Actions to take:
1. In the article on the Justice Department's mental health lawsuit against Mississippi, how many state mental institutions are people said to be forced to enter for care?
2. Carry the article on the Justice Department's mental health lawsuit against Mississippi forward from its last sentence.

Text shown:
········
The state of Mississippi was recently served notice that mental health care is a human right and that discrimination against those with disabilities is illegal. The U.S. Justice Department (DOJ) sued the southern state for allegedly housing people living with mental illness in segregated, government-run hospitals, instead of providing them with the treatment and services necessary to thrive in the community, NBC News reports.

In the landmark lawsuit, the agency accused Mississippi of unnecessarily forcing “hundreds of people a day” to enter the state’s four mental institutions to receive care. The DOJ found that this enforced institutionalization robbed Americans with mental illness of their civil rights by failing to provide them with integrated, community-based mental health services.

“When individuals with mental illness receive the services they need, they are better able to find meaningful work, secure stable housing, build personal relationships, and avoid involvement with the criminal justice system,” said Attorney General Loretta Lynch in a statement about the case. The Justice Department filed the lawsuit after extended negotiations with Mississippi to provide more adequate community services for its mentally ill population fell apart.
········
Record set:
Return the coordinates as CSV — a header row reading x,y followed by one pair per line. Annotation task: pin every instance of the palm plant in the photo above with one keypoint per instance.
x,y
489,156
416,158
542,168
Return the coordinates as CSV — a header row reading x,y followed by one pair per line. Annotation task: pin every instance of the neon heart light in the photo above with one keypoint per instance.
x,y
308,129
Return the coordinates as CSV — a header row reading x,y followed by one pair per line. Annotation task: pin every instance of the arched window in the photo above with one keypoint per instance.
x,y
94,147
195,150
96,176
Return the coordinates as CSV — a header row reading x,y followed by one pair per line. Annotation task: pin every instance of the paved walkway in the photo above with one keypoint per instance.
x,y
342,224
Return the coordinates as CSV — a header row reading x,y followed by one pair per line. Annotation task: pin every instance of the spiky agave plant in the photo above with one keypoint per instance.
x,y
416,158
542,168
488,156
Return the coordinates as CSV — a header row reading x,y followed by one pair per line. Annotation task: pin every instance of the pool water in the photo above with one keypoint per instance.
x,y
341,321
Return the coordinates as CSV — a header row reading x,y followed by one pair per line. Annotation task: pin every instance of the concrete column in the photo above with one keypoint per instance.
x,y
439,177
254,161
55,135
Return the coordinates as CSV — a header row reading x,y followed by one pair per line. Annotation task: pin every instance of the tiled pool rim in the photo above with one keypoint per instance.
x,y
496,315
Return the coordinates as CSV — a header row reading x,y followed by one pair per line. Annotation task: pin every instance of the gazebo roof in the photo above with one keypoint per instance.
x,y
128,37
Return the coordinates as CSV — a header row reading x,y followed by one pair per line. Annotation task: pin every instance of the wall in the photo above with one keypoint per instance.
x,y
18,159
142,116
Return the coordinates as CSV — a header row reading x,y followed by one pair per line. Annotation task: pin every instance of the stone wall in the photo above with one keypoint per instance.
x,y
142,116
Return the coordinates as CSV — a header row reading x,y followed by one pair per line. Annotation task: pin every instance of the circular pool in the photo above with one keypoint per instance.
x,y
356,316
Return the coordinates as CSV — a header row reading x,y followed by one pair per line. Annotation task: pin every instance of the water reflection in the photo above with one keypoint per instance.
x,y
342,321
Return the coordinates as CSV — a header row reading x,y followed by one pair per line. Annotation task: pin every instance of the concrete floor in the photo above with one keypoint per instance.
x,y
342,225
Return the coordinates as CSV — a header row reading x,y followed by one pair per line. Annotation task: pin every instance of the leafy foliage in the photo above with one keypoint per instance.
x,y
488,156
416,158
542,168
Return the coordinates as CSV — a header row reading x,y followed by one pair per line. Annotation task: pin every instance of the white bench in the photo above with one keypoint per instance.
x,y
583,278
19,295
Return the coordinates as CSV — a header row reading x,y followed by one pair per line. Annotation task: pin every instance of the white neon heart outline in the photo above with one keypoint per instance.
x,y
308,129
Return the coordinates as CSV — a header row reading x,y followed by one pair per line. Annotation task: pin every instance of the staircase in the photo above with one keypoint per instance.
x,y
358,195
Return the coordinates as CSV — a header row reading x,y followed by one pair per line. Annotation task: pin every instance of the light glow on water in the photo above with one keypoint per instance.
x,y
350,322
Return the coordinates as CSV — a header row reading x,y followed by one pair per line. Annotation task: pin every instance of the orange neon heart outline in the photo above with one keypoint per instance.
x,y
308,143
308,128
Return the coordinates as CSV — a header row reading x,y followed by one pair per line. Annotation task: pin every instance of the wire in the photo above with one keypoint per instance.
········
Task results:
1. Four.

2.
In response, State Attorney General Jim Hood acknowledged problems with Mississippi’s mental health system. Currently, he’s pushing for the state to spend millions more dollars on community mental health programs. But the lawmaker also lamented that the state legislature chose to put money toward corporate tax cuts this year rather than health care for the mentally ill.

Now, Mississippi must decide: Will it spend money to fight the case or offer people living with mental illness the integrated community care they deserve?